─── Excerpt to read ───

Assay May Help Identify New Genes that Predict Cancer Predisposition

March 26, 2009

The development of a new assay by researchers may be useful in identifying genes that could predict a predisposition to cancer.

The development of a new assay by researchers at UCLA's Jonsson Comprehensive Cancer Center may be useful in identifying genes that could predict a predisposition to cancer.

The team, led by Robert Schiestl, professor of pathology, radiation oncology and environmental health sciences, Jonsson Cancer Center, has uncovered a mechanism that “switches on” the genetic instability that is seen persistently in cancer cells.

The assay determines how well DNA’s repair mechanism works when there is a double-stranded break, which can lead to “genome rearrangements or deletions of certain genes that, when gone, result in cancer,” according to the researchers.

For the study, researchers irradiated cells and then “transformed them with a DNA fragment that detects the efficiency and the accuracy of double-strand break repair.” Because the DNA fragment was not irradiated, the researchers were able to show that the radiation activated a particular mechanism for double-stand break repairs in the fragment.

Even after “almost all of the DNA damage” caused in the cells by the radiation was repaired, the effect was still apparent, which shows that the mechanism induced by the radiation is separate from the actual damage the radiation caused.

The researchers were trying to determine if a double-stranded break in the DNA leads to damage that is contained to that particular area or if it can be seen elsewhere. The results of the study show that a break in one area has an “in-trans” effect—the damage could surface anywhere.

"What we have shown now in this paper is that DNA damage at one position in the genome, causes a certain mechanism of genetic instability all over the genome," Schiestl said. "Now we have to identify the mechanism of the pathway, identify the genes involved in inducing that pathway and that might give us targets that we can inhibit with drugs to try to reduce genetic instability. That could lead to a cancer treatment. Any time you can stop the growth of a cancer, you've won. It doesn't damage other tissues or spread to other organs. We might be able to stop the instability before it results in cancer."

─── Supplied material ───

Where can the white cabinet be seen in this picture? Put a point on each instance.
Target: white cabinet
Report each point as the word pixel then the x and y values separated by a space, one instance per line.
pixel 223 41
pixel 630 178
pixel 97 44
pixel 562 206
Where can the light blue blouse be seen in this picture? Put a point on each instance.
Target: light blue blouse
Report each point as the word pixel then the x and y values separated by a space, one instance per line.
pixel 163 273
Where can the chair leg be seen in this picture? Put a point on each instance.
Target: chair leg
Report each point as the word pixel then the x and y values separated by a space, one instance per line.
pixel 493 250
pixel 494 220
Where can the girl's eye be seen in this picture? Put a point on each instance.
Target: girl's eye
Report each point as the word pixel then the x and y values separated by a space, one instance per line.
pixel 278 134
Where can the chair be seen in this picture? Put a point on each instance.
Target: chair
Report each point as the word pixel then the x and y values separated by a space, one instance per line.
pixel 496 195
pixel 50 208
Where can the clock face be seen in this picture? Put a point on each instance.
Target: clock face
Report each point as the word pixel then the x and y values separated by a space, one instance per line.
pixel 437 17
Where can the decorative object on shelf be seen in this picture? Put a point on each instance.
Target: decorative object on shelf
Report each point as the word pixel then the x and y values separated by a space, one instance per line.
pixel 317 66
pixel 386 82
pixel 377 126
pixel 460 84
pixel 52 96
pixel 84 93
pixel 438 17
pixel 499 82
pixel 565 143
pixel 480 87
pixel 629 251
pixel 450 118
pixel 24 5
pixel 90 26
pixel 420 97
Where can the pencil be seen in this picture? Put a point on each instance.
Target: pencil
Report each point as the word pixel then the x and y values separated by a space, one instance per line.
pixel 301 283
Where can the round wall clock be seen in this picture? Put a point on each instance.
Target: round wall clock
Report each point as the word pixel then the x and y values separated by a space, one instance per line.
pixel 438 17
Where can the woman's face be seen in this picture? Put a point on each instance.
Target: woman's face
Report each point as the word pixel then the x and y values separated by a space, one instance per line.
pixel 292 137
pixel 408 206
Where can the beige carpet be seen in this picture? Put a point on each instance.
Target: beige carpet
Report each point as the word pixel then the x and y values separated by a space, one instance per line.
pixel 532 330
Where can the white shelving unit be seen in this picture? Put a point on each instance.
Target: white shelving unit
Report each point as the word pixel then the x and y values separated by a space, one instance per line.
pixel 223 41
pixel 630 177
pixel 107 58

───

=== Task list ===
**1)** According to the article on the cancer assay, what does the new assay determine?
**2)** Summarize the article on the cancer assay in two sentences.
**3)** List every field in which Robert Schiestl is named as a professor in the article on the cancer assay.

=== Outputs by task ===
**1)** How well DNA's repair mechanism works when there is a double-stranded break.

**2)** Researchers at UCLA's Jonsson Comprehensive Cancer Center, led by Robert Schiestl, developed an assay that may help identify genes predicting a predisposition to cancer. Their study showed that DNA damage at one position in the genome triggers a mechanism of genetic instability throughout the genome, and Schiestl said identifying the genes behind that pathway might give drug targets to reduce the instability.

**3)** Pathology, radiation oncology, environmental health sciences